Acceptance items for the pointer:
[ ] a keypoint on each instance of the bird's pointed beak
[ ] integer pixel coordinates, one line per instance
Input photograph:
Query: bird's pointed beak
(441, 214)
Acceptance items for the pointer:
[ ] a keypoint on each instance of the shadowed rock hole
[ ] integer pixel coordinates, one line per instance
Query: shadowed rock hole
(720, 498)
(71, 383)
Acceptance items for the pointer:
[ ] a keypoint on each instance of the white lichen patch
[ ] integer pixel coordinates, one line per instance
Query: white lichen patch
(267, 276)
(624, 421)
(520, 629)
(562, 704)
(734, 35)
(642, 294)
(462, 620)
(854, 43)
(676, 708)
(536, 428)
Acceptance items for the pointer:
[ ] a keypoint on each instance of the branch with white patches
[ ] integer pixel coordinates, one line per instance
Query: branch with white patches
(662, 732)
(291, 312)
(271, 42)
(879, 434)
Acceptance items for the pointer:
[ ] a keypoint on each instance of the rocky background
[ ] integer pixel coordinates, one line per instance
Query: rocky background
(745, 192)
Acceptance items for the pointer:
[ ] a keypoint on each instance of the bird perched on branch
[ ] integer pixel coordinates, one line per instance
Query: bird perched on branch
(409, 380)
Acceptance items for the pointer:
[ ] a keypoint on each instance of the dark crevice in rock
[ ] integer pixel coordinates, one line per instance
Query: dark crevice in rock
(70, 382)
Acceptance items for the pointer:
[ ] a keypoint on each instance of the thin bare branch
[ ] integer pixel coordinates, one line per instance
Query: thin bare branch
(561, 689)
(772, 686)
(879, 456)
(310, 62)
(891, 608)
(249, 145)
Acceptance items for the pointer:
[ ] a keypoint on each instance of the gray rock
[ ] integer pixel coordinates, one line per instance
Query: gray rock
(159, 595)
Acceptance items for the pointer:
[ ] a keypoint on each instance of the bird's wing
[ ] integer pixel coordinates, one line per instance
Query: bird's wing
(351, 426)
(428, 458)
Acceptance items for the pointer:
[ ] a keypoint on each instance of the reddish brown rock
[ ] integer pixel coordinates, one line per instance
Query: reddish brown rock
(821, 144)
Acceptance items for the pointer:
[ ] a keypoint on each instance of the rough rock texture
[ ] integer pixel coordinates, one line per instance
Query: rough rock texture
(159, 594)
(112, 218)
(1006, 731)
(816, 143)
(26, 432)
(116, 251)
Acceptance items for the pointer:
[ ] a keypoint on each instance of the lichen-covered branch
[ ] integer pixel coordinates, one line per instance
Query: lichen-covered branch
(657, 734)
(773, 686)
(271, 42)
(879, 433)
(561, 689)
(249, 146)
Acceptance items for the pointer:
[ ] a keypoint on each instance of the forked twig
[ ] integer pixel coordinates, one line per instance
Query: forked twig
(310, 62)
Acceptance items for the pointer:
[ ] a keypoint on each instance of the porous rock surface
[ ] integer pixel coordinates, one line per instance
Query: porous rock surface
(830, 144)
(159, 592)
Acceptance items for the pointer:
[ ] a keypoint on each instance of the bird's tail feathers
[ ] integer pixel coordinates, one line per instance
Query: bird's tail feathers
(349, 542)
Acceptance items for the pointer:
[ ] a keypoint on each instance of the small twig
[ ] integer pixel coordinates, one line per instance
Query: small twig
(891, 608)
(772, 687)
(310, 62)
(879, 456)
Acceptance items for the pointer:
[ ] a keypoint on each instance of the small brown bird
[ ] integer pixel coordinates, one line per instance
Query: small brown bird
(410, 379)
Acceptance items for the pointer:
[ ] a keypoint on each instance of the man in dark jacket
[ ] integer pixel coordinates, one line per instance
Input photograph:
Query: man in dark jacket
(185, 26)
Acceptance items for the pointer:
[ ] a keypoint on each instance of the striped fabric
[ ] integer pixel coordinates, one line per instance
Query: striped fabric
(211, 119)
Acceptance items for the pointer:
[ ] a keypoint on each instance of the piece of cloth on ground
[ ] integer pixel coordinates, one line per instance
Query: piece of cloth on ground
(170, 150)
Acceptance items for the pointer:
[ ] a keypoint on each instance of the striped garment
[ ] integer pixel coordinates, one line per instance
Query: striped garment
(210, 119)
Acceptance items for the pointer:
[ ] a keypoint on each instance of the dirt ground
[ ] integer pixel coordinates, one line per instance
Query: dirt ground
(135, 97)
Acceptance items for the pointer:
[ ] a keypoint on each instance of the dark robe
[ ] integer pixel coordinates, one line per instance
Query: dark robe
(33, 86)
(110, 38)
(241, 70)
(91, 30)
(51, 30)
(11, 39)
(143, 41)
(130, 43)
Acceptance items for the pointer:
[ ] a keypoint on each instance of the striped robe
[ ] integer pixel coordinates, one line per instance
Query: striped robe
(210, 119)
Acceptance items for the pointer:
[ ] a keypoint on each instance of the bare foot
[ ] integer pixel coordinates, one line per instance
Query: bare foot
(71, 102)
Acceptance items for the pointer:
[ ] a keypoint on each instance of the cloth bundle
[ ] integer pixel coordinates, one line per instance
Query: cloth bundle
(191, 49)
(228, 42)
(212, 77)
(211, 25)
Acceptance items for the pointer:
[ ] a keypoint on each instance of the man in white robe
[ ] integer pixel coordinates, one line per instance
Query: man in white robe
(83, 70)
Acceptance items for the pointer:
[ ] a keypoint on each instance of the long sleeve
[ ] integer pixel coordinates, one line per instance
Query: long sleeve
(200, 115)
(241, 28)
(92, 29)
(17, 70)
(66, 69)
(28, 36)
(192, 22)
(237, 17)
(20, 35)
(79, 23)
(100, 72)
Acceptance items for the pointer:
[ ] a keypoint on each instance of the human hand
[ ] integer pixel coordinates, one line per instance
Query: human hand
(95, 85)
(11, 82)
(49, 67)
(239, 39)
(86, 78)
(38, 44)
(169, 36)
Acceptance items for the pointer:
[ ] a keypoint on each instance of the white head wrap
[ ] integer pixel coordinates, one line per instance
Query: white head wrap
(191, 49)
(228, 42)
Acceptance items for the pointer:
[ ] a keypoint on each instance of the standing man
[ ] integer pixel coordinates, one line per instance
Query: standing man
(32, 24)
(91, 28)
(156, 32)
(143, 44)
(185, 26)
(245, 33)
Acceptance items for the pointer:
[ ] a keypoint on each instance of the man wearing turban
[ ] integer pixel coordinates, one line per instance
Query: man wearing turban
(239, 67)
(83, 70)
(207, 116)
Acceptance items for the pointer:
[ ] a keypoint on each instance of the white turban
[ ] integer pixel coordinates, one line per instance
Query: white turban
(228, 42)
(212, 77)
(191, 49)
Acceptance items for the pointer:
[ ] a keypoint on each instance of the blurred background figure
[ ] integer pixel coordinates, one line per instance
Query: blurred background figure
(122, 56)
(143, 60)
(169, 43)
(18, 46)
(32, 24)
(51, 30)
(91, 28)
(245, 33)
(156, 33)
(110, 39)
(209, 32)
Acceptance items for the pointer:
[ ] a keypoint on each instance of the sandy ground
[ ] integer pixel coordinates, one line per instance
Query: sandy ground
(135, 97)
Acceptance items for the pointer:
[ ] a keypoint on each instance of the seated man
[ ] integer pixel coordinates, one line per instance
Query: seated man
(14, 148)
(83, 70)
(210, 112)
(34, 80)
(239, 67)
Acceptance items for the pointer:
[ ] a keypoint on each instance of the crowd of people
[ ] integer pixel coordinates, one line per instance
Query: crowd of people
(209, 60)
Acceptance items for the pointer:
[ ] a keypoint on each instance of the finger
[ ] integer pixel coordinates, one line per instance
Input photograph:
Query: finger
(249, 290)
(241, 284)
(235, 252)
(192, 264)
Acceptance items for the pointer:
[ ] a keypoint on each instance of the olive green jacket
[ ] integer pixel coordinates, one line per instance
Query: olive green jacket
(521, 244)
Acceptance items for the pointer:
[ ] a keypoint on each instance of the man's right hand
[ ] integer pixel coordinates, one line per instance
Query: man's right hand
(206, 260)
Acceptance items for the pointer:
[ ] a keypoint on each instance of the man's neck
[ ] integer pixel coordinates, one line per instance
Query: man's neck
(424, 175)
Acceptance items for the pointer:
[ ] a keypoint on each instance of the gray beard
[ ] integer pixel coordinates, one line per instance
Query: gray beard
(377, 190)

━━━━

What to work on: Quote exactly the first line of the data and every line after it through the one holding "[ ] a keypoint on each instance of the reddish".

Reply:
Acceptance items for the pointer:
[ ] a keypoint on each instance of the bird's pointed beak
[ ] integer pixel coordinates, one line per instance
Input photograph:
Query: bird's pointed beak
(441, 214)
Acceptance items for the pointer:
[ ] a keypoint on each instance of the shadowed rock hole
[ ] integer pixel coordinates, one line per instance
Query: shadowed rock hole
(720, 498)
(71, 383)
Acceptance items for the pointer:
[ ] a keypoint on each instance of the white lichen patch
[ ] integer pixel coordinates, one line per instance
Query: white lichen patch
(267, 276)
(624, 421)
(520, 629)
(562, 704)
(734, 35)
(642, 294)
(462, 620)
(854, 43)
(676, 708)
(536, 428)
Acceptance items for the pointer:
[ ] a keypoint on each instance of the branch with white patches
[ ] integer pixel coordinates, one line per instance
Query: branch with white patches
(662, 732)
(291, 312)
(271, 42)
(879, 434)
Acceptance items for the pointer:
[ ] a keypoint on each instance of the rocky background
[ ] integer pixel coordinates, one line per instance
Query: rocky background
(745, 192)
Acceptance items for the pointer:
[ ] a keypoint on each instance of the bird perched on branch
[ ] integer pixel coordinates, one line per instance
Query: bird perched on branch
(409, 380)
Acceptance items for the pointer:
[ ] a keypoint on each instance of the dark crevice in rock
[ ] integer pixel coordinates, one line per instance
Query: dark crevice in rock
(70, 382)
Acceptance items for the pointer:
[ ] a keypoint on each instance of the thin bare branch
[ ] integer pixel coordinates, one line per instance
Query: thin bare branch
(561, 689)
(772, 686)
(879, 456)
(310, 62)
(891, 608)
(249, 145)
Acceptance items for the pointer:
[ ] a keypoint on each instance of the gray rock
[ ] integer pixel coordinates, one line per instance
Query: gray rock
(159, 595)
Acceptance items for the pointer:
[ ] a keypoint on each instance of the bird's wing
[ ] integer pixel coordinates, one line per instance
Query: bird's wing
(351, 426)
(428, 458)
Acceptance items for the pointer:
[ ] a keypoint on each instance of the reddish brown rock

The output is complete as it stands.